TASK DIRECTIONS:
Reprint every line of the data, keeping each character intact.

EXCERPTED DATA:
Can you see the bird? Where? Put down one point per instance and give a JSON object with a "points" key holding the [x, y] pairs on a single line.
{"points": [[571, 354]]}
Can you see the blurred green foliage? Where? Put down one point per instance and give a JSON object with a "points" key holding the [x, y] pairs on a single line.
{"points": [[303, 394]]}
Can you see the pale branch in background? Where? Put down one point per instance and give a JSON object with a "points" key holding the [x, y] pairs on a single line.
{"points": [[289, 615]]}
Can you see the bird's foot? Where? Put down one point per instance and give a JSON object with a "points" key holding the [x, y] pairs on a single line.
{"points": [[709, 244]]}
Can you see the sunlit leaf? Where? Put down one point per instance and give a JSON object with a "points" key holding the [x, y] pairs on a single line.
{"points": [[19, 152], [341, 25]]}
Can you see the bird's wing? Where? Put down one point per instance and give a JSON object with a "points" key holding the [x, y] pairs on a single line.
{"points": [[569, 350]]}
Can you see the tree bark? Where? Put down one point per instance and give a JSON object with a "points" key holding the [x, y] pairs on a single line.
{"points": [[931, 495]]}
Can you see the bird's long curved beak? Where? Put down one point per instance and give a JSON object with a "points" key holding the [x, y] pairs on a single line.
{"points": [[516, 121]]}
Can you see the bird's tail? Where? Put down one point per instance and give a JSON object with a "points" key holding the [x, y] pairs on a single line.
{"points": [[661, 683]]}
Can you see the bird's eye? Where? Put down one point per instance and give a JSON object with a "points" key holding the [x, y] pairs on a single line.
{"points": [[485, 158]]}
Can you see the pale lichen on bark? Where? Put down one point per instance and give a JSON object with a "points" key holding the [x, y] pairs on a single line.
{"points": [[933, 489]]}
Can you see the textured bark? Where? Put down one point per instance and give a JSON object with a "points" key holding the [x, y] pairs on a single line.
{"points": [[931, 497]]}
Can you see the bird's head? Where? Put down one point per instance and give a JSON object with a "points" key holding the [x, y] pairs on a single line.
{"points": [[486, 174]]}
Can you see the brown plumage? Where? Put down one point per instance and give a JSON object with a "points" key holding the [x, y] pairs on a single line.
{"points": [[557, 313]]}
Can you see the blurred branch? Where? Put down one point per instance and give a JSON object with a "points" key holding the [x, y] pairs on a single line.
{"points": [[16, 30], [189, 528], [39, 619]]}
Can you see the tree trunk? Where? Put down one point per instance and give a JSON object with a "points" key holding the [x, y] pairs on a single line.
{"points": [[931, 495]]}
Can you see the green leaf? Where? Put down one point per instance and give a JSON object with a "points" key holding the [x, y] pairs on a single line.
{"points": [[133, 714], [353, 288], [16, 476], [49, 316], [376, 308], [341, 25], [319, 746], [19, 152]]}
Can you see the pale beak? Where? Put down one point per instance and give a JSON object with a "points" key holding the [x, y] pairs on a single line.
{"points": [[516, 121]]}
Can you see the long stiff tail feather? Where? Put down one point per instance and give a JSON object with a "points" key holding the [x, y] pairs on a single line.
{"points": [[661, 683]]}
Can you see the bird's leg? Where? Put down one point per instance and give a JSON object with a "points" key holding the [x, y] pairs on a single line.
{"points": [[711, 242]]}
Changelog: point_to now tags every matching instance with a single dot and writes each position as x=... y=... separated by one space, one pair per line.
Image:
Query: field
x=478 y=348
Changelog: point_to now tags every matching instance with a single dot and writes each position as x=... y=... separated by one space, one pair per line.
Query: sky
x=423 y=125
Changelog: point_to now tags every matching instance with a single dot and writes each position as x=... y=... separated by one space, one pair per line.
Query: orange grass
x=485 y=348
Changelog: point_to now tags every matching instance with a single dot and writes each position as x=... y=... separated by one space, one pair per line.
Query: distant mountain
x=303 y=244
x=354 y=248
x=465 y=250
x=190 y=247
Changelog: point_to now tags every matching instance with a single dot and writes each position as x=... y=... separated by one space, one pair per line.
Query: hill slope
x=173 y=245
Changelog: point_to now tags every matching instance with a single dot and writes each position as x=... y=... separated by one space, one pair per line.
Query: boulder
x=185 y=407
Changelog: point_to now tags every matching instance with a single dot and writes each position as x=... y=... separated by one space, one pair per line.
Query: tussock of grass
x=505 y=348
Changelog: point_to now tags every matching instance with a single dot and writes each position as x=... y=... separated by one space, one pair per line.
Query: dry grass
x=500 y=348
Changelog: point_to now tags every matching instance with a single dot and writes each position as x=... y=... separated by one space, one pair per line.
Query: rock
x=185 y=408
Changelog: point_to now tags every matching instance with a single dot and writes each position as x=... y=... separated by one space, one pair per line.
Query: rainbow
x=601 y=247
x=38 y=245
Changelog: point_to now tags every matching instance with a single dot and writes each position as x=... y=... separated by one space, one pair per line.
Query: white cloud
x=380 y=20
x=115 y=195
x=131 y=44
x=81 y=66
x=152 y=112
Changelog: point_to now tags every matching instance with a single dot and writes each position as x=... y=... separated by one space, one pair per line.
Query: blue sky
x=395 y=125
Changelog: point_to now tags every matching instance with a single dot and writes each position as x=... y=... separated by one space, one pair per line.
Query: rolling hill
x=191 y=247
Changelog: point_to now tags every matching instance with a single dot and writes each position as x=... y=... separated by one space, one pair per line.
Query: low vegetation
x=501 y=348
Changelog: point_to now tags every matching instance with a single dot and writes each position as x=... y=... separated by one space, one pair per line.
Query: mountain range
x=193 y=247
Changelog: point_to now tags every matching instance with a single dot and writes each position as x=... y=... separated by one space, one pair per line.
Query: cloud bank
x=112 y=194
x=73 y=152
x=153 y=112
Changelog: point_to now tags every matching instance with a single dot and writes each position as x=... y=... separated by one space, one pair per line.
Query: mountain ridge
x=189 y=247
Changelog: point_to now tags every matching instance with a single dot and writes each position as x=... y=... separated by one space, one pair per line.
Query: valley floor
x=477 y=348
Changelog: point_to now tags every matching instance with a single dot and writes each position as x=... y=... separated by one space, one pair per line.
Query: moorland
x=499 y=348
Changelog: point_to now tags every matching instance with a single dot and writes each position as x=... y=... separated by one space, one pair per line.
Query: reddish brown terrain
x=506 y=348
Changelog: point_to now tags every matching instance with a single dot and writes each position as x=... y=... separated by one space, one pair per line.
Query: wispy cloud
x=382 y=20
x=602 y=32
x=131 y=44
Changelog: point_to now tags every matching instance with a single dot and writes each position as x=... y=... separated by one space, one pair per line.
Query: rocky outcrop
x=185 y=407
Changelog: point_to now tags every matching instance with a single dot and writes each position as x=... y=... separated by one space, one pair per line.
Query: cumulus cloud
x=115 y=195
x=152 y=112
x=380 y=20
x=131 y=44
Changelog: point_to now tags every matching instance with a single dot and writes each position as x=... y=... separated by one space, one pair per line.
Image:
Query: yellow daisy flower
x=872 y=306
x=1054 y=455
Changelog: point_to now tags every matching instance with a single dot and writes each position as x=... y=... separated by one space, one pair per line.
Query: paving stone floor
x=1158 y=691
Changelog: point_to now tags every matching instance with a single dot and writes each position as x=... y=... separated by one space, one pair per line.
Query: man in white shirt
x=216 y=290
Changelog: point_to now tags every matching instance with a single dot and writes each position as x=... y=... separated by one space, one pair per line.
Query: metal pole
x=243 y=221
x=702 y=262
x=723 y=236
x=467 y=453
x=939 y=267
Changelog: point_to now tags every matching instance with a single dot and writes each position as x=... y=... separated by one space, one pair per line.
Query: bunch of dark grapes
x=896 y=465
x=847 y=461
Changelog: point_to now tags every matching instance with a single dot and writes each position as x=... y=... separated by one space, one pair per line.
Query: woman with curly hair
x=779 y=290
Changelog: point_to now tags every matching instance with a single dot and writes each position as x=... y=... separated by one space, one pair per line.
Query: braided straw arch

ANSWER:
Can you see the bird? Where? Put down one point per instance and give a JSON object with a "points" key holding the [x, y] pairs on a single line.
{"points": [[571, 354]]}
Can you see the blurred green foliage? Where? Put down one point per instance and give a JSON object with a "points" key holding the [x, y] pairs on a single line.
{"points": [[303, 394]]}
Can you see the pale branch in background? Where? Put down one point per instance and give a JSON object with a "points" key holding the [x, y] pairs on a single line.
{"points": [[289, 615]]}
Can you see the bird's foot? Where? Put down one point per instance and give a JSON object with a "points" key holding the [x, y] pairs on a single line.
{"points": [[709, 244]]}
Can you see the sunlit leaf? Where? Put down one point per instance and give a JSON object with a "points" key holding the [x, y] pairs on a single line.
{"points": [[19, 152], [341, 25]]}
Can you see the bird's wing? Where? Put down one point per instance and give a JSON object with a "points" key holding the [x, y] pairs on a single line.
{"points": [[569, 350]]}
Can you see the tree bark? Where? Put down one point per instance and give a JSON object with a "points" key holding the [x, y] pairs on a single line.
{"points": [[931, 495]]}
Can you see the bird's long curved beak? Where? Put down one point per instance and give a JSON object with a "points" key holding the [x, y] pairs on a single line.
{"points": [[516, 121]]}
Can you see the bird's tail? Where? Put down one point per instance and give a JSON object with a "points" key holding the [x, y] pairs on a single line.
{"points": [[661, 683]]}
Can you see the bird's eye? Where? Put down one point per instance and give a JSON object with a "points" key holding the [x, y] pairs on a single line.
{"points": [[485, 158]]}
Can you see the pale lichen on bark? Where? Put down one point per instance and give a JSON object with a "points" key holding the [x, y] pairs on a single line.
{"points": [[933, 489]]}
Can you see the textured bark? Where? Put down one point per instance and give a JSON object with a "points" key holding the [x, y] pairs on a single line.
{"points": [[931, 497]]}
Can you see the bird's head? Where? Put down one point per instance and give a JSON object with a "points" key holding the [x, y] pairs on a single line.
{"points": [[486, 174]]}
Can you see the brown plumage? Where? Put down one point per instance and give a JSON object with a "points" key holding the [x, y] pairs on a single line.
{"points": [[557, 313]]}
Can you see the blurred branch? Where? Put down one point per instance and give a JSON object with a "points" key holding the [x, y] pairs on a single line.
{"points": [[16, 30], [189, 528], [39, 619]]}
Can you see the tree trunk? Where? Put down one point per instance and give a JSON object with a "points" key holding the [x, y] pairs on a single line.
{"points": [[931, 495]]}
Can you see the green leaf? Where? Put down one point per instance and give a JSON object with a "points" key holding the [x, y] pairs on a single line.
{"points": [[133, 714], [353, 288], [16, 476], [49, 316], [376, 308], [341, 25], [319, 746], [19, 152]]}
Can you see the pale beak? Where? Put down one point per instance and give a JSON object with a "points" key holding the [x, y] pairs on a single line.
{"points": [[516, 121]]}
Can you see the long stiff tail feather? Where? Put down one point per instance and give a JSON object with a "points" key holding the [x, y] pairs on a single line.
{"points": [[661, 683]]}
Can you see the bird's leg? Where? Put down one point per instance and give a JSON object with a "points" key holding the [x, y] pairs on a single line.
{"points": [[711, 242]]}
Changelog: point_to now tags every matching instance with a single dot and writes each position as x=... y=... separated by one space, one pair per line.
Image:
Query: field
x=478 y=348
Changelog: point_to now tags every matching instance with a single dot and writes each position as x=... y=... separated by one space, one pair per line.
Query: sky
x=423 y=125
Changelog: point_to now tags every matching instance with a single dot and writes each position as x=... y=... separated by one space, one pair per line.
Query: orange grass
x=485 y=348
Changelog: point_to now tags every matching instance with a single dot and writes each position as x=... y=... separated by one space, one pair per line.
Query: distant mountain
x=303 y=244
x=354 y=248
x=465 y=250
x=190 y=247
Changelog: point_to now tags every matching instance with a single dot and writes each position as x=... y=... separated by one space, one pair per line.
Query: hill slope
x=173 y=245
Changelog: point_to now tags every matching instance with a single dot and writes each position as x=... y=... separated by one space, one pair per line.
Query: boulder
x=185 y=407
Changelog: point_to now tags every matching instance with a single dot and writes each position as x=... y=... separated by one space, one pair per line.
Query: tussock of grass
x=505 y=348
Changelog: point_to now tags every matching instance with a single dot and writes each position as x=... y=... separated by one space, one pair per line.
Query: dry grass
x=500 y=348
Changelog: point_to now tags every matching instance with a single dot and writes each position as x=... y=... separated by one space, one pair per line.
Query: rock
x=185 y=408
Changelog: point_to now tags every matching instance with a single dot and writes each position as x=... y=... separated by one space, one pair per line.
Query: rainbow
x=601 y=247
x=38 y=245
Changelog: point_to now tags every matching instance with a single dot and writes each position as x=... y=... separated by one space, one pair per line.
Query: white cloud
x=380 y=20
x=115 y=195
x=131 y=44
x=81 y=66
x=152 y=112
Changelog: point_to now tags every matching instance with a single dot and writes each position as x=... y=... separated by one space, one pair per line.
Query: blue sky
x=395 y=125
Changelog: point_to now tags every matching instance with a single dot and writes each position as x=... y=... separated by one space, one pair per line.
Query: rolling hill
x=191 y=247
Changelog: point_to now tags every matching instance with a single dot and writes each position as x=... y=... separated by one space, one pair per line.
Query: low vegetation
x=501 y=348
Changelog: point_to now tags every matching instance with a single dot and writes each position as x=... y=... separated by one space, one pair per line.
Query: mountain range
x=193 y=247
Changelog: point_to now tags every matching instance with a single dot and writes each position as x=... y=... separated by one space, one pair per line.
Query: cloud bank
x=112 y=194
x=73 y=152
x=153 y=112
Changelog: point_to now tags every matching instance with a single dot and writes each position as x=... y=... separated by one space, one pair per line.
Query: mountain ridge
x=189 y=247
Changelog: point_to now tags every matching instance with a single dot and writes each position as x=... y=... separated by one space, one pair per line.
Query: valley floor
x=477 y=348
Changelog: point_to now tags every matching instance with a single dot and writes each position as x=... y=... separated by one space, one pair per line.
Query: moorland
x=499 y=348
Changelog: point_to now tags every matching instance with a single dot and writes each position as x=... y=... separated by one space, one pair per line.
Query: reddish brown terrain
x=506 y=348
Changelog: point_to now tags every matching instance with a single dot and writes each position as x=... y=... separated by one space, one pair per line.
Query: wispy cloud
x=382 y=20
x=602 y=32
x=131 y=44
Changelog: point_to now tags every matching instance with a single dot and writes each position as x=... y=... separated by one space, one pair per line.
Query: rocky outcrop
x=185 y=407
Changelog: point_to now tags every matching instance with a single dot and writes each position as x=... y=... separated by one space, one pair per line.
Query: cumulus cloud
x=115 y=195
x=152 y=112
x=380 y=20
x=131 y=44
Changelog: point_to now tags every matching instance with a single dot and writes each position as x=... y=... separated by one space, one pair per line.
Image:
Query: yellow daisy flower
x=872 y=306
x=1054 y=455
Changelog: point_to now tags every matching instance with a single dot and writes each position as x=... y=... separated by one space, one pair per line.
Query: paving stone floor
x=1158 y=691
Changelog: point_to now tags every matching instance with a single dot and writes each position as x=... y=... separated by one space, one pair per line.
Query: man in white shirt
x=216 y=290
Changelog: point_to now tags every matching instance with a single dot and writes each position as x=... y=... separated by one space, one pair per line.
Query: metal pole
x=243 y=221
x=702 y=262
x=723 y=236
x=467 y=453
x=939 y=267
Changelog: point_to now tags every matching instance with a single dot and writes each position as x=... y=... separated by one space, one pair per line.
Query: bunch of dark grapes
x=896 y=465
x=847 y=461
Changelog: point_to now tags every matching instance with a single dot and writes each position as x=... y=... separated by one space, one pair per line.
Query: woman with curly hair
x=779 y=290
Changelog: point_to now tags every matching instance with a single dot and writes each position as x=... y=... separated by one space, one pair per line.
Query: braided straw arch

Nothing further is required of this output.